PROBLEM STATEMENT
Transcribe all of the records precisely as they are presented.
— START —
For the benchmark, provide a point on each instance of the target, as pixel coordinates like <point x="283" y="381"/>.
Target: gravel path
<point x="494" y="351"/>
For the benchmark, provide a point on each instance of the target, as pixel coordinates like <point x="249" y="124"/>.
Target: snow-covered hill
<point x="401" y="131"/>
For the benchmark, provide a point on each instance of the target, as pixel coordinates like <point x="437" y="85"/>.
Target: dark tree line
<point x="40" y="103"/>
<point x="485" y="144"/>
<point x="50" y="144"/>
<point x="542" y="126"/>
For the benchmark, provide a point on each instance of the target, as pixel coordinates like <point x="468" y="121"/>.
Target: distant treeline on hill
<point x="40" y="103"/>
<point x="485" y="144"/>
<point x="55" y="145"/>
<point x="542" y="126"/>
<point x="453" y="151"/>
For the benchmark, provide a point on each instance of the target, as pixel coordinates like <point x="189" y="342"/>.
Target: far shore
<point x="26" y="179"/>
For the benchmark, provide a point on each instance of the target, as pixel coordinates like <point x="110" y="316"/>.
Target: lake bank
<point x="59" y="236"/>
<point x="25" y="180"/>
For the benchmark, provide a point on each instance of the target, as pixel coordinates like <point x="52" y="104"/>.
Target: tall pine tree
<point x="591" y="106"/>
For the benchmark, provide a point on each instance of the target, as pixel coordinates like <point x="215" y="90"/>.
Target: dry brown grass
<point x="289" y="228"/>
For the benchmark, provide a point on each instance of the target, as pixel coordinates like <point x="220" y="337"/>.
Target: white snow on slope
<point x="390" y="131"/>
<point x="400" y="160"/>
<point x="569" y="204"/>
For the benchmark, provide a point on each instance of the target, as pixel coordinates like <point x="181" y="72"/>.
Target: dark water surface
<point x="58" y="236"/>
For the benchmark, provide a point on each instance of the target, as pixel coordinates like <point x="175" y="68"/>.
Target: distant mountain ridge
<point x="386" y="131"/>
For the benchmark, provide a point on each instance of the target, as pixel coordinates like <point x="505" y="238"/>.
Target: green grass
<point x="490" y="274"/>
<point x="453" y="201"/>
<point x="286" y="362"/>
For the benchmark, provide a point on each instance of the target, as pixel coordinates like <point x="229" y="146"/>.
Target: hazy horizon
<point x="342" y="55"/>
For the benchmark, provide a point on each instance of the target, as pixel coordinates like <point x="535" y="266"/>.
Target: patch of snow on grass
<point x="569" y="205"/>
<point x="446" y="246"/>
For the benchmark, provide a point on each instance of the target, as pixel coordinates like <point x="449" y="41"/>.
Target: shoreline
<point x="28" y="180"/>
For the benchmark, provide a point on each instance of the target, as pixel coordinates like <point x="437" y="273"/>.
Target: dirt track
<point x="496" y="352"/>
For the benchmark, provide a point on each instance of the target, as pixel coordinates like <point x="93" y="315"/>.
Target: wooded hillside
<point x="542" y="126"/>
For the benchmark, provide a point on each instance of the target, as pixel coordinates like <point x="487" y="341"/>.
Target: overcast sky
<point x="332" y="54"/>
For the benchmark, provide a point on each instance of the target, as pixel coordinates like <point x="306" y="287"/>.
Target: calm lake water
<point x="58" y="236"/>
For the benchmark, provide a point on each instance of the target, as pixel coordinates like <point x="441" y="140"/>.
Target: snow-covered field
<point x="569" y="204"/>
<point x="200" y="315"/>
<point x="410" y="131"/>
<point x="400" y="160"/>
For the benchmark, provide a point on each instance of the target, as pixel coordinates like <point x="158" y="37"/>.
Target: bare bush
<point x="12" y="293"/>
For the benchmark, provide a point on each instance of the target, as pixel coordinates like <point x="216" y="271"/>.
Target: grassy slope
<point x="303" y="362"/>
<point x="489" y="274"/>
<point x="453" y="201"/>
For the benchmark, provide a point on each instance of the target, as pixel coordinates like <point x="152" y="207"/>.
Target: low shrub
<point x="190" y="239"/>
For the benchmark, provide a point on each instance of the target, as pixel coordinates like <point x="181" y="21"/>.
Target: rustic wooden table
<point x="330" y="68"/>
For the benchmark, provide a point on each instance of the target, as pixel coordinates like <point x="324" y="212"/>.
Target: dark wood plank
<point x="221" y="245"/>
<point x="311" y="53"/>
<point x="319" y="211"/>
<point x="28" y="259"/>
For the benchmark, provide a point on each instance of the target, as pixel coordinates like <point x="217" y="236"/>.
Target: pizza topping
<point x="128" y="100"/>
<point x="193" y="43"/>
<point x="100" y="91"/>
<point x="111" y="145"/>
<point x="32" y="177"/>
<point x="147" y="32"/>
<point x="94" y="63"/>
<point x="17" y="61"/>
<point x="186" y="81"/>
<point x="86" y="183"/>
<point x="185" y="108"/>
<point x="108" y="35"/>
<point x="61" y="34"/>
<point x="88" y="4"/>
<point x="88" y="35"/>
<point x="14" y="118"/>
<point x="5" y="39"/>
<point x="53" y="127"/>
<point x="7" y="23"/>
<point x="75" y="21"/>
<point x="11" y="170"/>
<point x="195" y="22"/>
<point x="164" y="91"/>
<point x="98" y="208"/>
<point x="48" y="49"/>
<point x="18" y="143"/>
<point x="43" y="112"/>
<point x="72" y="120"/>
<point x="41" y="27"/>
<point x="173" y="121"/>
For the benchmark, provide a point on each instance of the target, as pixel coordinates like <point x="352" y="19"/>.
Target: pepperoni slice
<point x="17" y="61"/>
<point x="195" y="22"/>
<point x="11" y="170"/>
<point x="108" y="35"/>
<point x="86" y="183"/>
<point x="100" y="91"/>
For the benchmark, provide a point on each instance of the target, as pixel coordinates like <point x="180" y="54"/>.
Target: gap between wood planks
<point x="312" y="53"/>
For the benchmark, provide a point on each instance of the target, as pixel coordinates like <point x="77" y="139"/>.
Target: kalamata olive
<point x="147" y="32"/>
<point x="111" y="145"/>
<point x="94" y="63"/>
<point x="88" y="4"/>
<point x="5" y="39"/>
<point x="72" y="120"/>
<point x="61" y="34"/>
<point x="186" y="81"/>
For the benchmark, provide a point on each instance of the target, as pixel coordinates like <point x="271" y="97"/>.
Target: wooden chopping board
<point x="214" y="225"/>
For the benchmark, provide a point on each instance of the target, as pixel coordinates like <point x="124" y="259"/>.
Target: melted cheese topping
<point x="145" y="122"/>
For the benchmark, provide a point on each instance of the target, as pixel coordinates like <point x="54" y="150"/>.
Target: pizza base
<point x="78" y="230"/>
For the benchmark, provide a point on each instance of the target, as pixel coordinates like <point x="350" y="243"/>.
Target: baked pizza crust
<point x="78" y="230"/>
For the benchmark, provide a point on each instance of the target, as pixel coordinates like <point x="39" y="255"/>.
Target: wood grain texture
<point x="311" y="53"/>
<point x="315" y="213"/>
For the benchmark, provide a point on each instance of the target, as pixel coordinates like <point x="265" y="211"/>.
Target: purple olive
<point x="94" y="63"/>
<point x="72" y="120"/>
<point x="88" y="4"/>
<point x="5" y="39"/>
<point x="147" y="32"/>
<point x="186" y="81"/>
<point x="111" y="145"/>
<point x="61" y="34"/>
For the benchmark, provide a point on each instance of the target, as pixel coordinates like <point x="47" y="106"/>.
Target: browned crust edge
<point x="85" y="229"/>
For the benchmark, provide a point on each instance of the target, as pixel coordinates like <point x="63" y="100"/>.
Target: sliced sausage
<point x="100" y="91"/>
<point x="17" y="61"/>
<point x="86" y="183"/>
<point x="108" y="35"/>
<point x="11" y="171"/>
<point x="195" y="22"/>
— END —
FULL OUTPUT
For the benchmark, provide a point on each instance of the target, as pixel coordinates like <point x="283" y="381"/>.
Target: gravel path
<point x="494" y="351"/>
For the benchmark, provide a point on each instance of the target, as pixel coordinates like <point x="249" y="124"/>.
Target: snow-covered hill
<point x="401" y="131"/>
For the benchmark, provide a point on each instance of the target, as pixel coordinates like <point x="437" y="85"/>.
Target: dark tree line
<point x="40" y="103"/>
<point x="485" y="144"/>
<point x="50" y="144"/>
<point x="542" y="126"/>
For the benchmark, provide a point on each instance of the target, as pixel coordinates like <point x="468" y="121"/>.
Target: distant treeline on hill
<point x="40" y="103"/>
<point x="485" y="144"/>
<point x="55" y="145"/>
<point x="542" y="126"/>
<point x="453" y="151"/>
For the benchmark, provide a point on each instance of the target, as pixel coordinates like <point x="189" y="342"/>.
Target: far shore
<point x="26" y="179"/>
For the benchmark, provide a point on each instance of the target, as pixel coordinates like <point x="110" y="316"/>.
Target: lake bank
<point x="59" y="236"/>
<point x="25" y="180"/>
For the benchmark, provide a point on each instance of the target, as pixel coordinates like <point x="52" y="104"/>.
Target: tall pine tree
<point x="591" y="106"/>
For the benchmark, provide a point on each instance of the target, as pixel coordinates like <point x="215" y="90"/>.
Target: dry brown grass
<point x="289" y="228"/>
For the benchmark, provide a point on each instance of the target, as pixel coordinates like <point x="220" y="337"/>.
Target: white snow on slope
<point x="390" y="131"/>
<point x="400" y="160"/>
<point x="569" y="204"/>
For the benchmark, provide a point on each instance of the target, as pixel coordinates like <point x="181" y="72"/>.
Target: dark water surface
<point x="58" y="236"/>
For the benchmark, provide a point on each instance of the target, as pixel coordinates like <point x="175" y="68"/>.
Target: distant mountain ridge
<point x="386" y="131"/>
For the benchmark, provide a point on each instance of the target, as pixel coordinates like <point x="505" y="238"/>.
Target: green grass
<point x="490" y="274"/>
<point x="453" y="201"/>
<point x="286" y="362"/>
For the benchmark, provide a point on each instance of the target, as pixel coordinates like <point x="229" y="146"/>.
Target: hazy horizon
<point x="342" y="55"/>
For the benchmark, provide a point on each instance of the target, as pixel coordinates like <point x="535" y="266"/>.
Target: patch of snow on grass
<point x="569" y="205"/>
<point x="446" y="246"/>
For the benchmark, provide a point on each instance of the target, as pixel coordinates like <point x="449" y="41"/>.
Target: shoreline
<point x="28" y="180"/>
For the benchmark, provide a point on each instance of the target, as pixel coordinates like <point x="437" y="273"/>.
Target: dirt track
<point x="496" y="352"/>
For the benchmark, provide a point on each instance of the target, as pixel coordinates like <point x="93" y="315"/>.
Target: wooded hillside
<point x="542" y="126"/>
For the benchmark, provide a point on each instance of the target, as pixel coordinates like <point x="487" y="341"/>.
Target: overcast sky
<point x="332" y="54"/>
For the benchmark, provide a point on each instance of the target, as pixel coordinates like <point x="306" y="287"/>.
Target: calm lake water
<point x="58" y="236"/>
For the benchmark, provide a point on each instance of the target, as pixel coordinates like <point x="441" y="140"/>.
Target: snow-covered field
<point x="569" y="204"/>
<point x="200" y="315"/>
<point x="410" y="131"/>
<point x="400" y="160"/>
For the benchmark, provide a point on each instance of the target, as pixel coordinates like <point x="158" y="37"/>.
Target: bare bush
<point x="12" y="293"/>
For the benchmark, provide a point on each instance of the target, as pixel coordinates like <point x="216" y="271"/>.
Target: grassy slope
<point x="303" y="362"/>
<point x="489" y="274"/>
<point x="453" y="201"/>
For the benchmark, provide a point on each instance of the target, as pixel coordinates like <point x="152" y="207"/>.
Target: low shrub
<point x="190" y="239"/>
For the benchmark, provide a point on each instance of the target, as pixel coordinates like <point x="181" y="21"/>.
Target: rustic wooden table
<point x="330" y="68"/>
For the benchmark, provide a point on each instance of the target, as pixel coordinates like <point x="324" y="212"/>.
Target: dark wood plank
<point x="221" y="245"/>
<point x="311" y="53"/>
<point x="319" y="211"/>
<point x="28" y="259"/>
For the benchmark, provide a point on each instance of the target, as pixel coordinates like <point x="217" y="236"/>.
Target: pizza topping
<point x="128" y="100"/>
<point x="193" y="43"/>
<point x="100" y="91"/>
<point x="111" y="145"/>
<point x="32" y="177"/>
<point x="147" y="32"/>
<point x="94" y="63"/>
<point x="17" y="61"/>
<point x="186" y="81"/>
<point x="86" y="183"/>
<point x="185" y="108"/>
<point x="108" y="35"/>
<point x="61" y="34"/>
<point x="88" y="4"/>
<point x="88" y="35"/>
<point x="14" y="118"/>
<point x="5" y="39"/>
<point x="53" y="127"/>
<point x="7" y="23"/>
<point x="75" y="21"/>
<point x="11" y="170"/>
<point x="195" y="22"/>
<point x="164" y="91"/>
<point x="98" y="208"/>
<point x="48" y="49"/>
<point x="18" y="143"/>
<point x="43" y="112"/>
<point x="72" y="120"/>
<point x="41" y="27"/>
<point x="173" y="121"/>
For the benchmark, provide a point on each instance of the target, as pixel coordinates like <point x="352" y="19"/>.
Target: pepperoni slice
<point x="17" y="61"/>
<point x="195" y="22"/>
<point x="11" y="170"/>
<point x="108" y="35"/>
<point x="86" y="183"/>
<point x="100" y="91"/>
For the benchmark, provide a point on each instance of the target, as pixel coordinates like <point x="180" y="54"/>.
Target: gap between wood planks
<point x="312" y="53"/>
For the benchmark, provide a point on each instance of the target, as pixel coordinates like <point x="77" y="139"/>.
Target: kalamata olive
<point x="147" y="32"/>
<point x="111" y="145"/>
<point x="94" y="63"/>
<point x="88" y="4"/>
<point x="5" y="39"/>
<point x="72" y="120"/>
<point x="61" y="34"/>
<point x="186" y="81"/>
For the benchmark, provide a point on each instance of the target, as pixel coordinates like <point x="271" y="97"/>.
Target: wooden chopping board
<point x="214" y="225"/>
For the benchmark, provide a point on each instance of the target, as pixel coordinates like <point x="124" y="259"/>.
Target: melted cheese topping
<point x="145" y="122"/>
For the benchmark, provide a point on each instance of the target, as pixel coordinates like <point x="54" y="150"/>.
Target: pizza base
<point x="78" y="230"/>
For the benchmark, provide a point on each instance of the target, as pixel coordinates like <point x="350" y="243"/>.
Target: baked pizza crust
<point x="78" y="230"/>
For the benchmark, provide a point on each instance of the target, as pixel coordinates like <point x="39" y="255"/>.
Target: wood grain texture
<point x="311" y="53"/>
<point x="315" y="213"/>
For the benchmark, provide a point on each instance of the target, as pixel coordinates like <point x="265" y="211"/>.
Target: purple olive
<point x="94" y="63"/>
<point x="72" y="120"/>
<point x="88" y="4"/>
<point x="5" y="39"/>
<point x="147" y="32"/>
<point x="186" y="81"/>
<point x="111" y="145"/>
<point x="61" y="34"/>
For the benchmark, provide a point on each instance of the target, as pixel coordinates like <point x="47" y="106"/>.
Target: browned crust edge
<point x="85" y="229"/>
For the benchmark, provide a point on each instance of the target, as pixel coordinates like <point x="63" y="100"/>.
Target: sliced sausage
<point x="100" y="91"/>
<point x="17" y="61"/>
<point x="86" y="183"/>
<point x="108" y="35"/>
<point x="11" y="171"/>
<point x="195" y="22"/>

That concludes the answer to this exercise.